*Rows of an object-pointing dataset*:
------------------------------------
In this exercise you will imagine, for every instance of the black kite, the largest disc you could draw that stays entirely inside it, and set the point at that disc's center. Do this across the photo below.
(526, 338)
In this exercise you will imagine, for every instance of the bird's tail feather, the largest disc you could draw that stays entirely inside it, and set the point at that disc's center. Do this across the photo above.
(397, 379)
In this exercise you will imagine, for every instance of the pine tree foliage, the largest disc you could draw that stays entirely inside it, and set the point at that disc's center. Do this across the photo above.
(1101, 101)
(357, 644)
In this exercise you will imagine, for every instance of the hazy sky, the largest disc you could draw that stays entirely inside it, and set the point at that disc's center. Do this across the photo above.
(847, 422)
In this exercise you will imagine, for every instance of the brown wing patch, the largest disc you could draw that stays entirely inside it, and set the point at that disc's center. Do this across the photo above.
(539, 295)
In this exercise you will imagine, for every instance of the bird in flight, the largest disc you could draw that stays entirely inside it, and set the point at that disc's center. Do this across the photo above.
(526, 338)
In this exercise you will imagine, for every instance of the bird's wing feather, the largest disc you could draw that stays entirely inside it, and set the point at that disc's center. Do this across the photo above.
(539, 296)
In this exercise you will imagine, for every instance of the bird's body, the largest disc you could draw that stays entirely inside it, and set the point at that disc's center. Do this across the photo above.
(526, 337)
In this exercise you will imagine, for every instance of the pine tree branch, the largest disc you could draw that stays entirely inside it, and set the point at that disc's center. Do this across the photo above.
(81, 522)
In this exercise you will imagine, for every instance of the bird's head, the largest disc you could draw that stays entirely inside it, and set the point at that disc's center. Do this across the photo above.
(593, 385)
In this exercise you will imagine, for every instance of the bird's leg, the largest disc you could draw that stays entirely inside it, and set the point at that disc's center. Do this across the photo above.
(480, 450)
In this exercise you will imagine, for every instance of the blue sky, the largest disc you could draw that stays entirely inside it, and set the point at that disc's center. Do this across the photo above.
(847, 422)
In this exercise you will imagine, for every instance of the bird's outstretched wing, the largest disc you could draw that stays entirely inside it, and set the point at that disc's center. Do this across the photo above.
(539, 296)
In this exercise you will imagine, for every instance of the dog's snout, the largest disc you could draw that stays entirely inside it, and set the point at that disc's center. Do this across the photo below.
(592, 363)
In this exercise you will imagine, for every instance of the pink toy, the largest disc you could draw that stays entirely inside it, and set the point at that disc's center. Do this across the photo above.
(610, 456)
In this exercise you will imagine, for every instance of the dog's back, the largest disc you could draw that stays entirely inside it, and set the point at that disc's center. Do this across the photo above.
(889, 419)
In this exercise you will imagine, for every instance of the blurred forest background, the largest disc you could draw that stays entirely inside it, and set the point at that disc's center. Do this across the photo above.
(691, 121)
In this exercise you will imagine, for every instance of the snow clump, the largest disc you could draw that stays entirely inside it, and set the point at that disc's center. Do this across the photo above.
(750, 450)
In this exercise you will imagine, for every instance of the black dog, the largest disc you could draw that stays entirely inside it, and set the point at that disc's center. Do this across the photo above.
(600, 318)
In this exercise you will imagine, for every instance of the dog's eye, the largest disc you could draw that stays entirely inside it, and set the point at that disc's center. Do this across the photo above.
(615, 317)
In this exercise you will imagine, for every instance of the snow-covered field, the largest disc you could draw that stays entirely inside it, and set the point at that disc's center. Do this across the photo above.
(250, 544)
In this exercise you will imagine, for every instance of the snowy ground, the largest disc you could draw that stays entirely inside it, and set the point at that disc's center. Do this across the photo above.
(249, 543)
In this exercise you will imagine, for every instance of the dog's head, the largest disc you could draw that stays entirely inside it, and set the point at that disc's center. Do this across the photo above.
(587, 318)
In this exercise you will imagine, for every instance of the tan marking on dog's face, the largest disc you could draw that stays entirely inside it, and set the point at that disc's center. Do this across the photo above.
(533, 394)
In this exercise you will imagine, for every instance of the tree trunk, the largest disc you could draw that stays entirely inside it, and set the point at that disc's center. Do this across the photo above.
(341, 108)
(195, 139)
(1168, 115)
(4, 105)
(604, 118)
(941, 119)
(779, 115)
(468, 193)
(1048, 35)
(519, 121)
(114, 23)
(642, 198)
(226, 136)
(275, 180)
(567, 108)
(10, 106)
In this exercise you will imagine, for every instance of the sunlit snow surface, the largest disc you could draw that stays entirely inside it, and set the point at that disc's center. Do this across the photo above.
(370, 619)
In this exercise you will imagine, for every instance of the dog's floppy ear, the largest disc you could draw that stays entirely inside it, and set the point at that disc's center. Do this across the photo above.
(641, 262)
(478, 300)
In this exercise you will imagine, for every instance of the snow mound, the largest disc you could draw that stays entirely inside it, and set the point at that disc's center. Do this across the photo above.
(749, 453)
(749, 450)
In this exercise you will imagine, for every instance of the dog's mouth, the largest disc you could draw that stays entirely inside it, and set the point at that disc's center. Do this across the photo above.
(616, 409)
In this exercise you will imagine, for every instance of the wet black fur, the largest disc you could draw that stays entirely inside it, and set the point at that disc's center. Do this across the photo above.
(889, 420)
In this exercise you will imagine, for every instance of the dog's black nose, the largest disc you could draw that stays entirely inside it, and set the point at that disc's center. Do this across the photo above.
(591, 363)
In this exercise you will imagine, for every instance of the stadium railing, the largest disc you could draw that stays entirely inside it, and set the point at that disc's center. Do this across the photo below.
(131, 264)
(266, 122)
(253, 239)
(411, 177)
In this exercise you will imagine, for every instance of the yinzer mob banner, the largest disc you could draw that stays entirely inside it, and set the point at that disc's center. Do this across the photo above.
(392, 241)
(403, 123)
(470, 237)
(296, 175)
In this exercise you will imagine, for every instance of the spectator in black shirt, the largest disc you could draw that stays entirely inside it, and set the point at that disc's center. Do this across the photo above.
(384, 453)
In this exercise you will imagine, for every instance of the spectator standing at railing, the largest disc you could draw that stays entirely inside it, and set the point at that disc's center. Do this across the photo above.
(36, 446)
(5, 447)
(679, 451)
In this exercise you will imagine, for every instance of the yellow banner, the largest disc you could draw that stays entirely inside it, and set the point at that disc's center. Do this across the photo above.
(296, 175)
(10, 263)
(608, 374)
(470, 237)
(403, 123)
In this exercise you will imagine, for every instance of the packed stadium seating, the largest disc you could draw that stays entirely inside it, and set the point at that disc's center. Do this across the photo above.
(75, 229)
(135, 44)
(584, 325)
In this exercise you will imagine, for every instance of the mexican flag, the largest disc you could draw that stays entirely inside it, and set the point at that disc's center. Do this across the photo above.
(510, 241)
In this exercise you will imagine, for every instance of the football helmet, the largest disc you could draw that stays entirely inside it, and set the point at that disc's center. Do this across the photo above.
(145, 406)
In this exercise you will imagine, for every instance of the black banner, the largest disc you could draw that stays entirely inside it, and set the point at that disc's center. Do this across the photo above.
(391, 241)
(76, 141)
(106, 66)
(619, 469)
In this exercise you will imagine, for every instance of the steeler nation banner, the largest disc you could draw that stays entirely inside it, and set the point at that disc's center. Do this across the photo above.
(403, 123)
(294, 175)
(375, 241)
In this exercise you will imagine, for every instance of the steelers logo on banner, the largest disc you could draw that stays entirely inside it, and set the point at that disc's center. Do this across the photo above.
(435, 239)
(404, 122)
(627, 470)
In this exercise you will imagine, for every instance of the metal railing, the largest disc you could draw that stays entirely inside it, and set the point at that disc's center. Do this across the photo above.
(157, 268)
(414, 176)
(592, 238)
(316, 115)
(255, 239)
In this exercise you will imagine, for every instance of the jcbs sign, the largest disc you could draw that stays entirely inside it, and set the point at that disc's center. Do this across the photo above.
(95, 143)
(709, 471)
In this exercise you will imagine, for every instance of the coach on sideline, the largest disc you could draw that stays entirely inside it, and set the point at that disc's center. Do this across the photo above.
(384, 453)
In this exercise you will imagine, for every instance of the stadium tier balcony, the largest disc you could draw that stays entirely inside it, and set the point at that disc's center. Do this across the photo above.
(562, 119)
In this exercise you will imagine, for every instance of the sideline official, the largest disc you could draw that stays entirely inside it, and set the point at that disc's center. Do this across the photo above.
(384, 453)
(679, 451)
------------------------------------
*PROBLEM*: Transcribe without alteration the portion of the records above that begins with the line containing "of the steelers" and continues through the final line of the records, including both ends.

*COMPLETE OUTPUT*:
In this exercise you will imagine, for every instance of the steelers logo on banner, the largest disc you could draw that stays entirely inside it, and set the point at that disc's center. Do this across the photo above.
(435, 239)
(404, 122)
(627, 470)
In this exercise you will imagine, for every instance of the metal railing, the largest disc you could draw that stays entirely inside it, and set the point at that disc's center. Do this across the photo above.
(157, 268)
(414, 176)
(592, 238)
(316, 115)
(255, 239)
In this exercise you will imagine, for every instance of the jcbs sign, the largest disc you could draw that stays entirely inside it, and set the point at that disc's center. Do this across the photo above.
(95, 143)
(709, 471)
In this exercise you will imagine, for every instance of the coach on sideline, the largest disc you could draw that stays entirely inside it, and set the point at that disc's center. Do this across the photo above.
(384, 453)
In this exercise you will imagine, for every instance of the stadium tier balcony, the largest disc you could draw that stays entirely inside it, and set the point at that disc's center. Do this across the photo above.
(562, 119)
In this exercise you will imagine, for every instance of the sideline official, the largest disc you could draw that stays entirely inside it, and set the point at that disc's center. Do this across the photo above.
(384, 453)
(679, 451)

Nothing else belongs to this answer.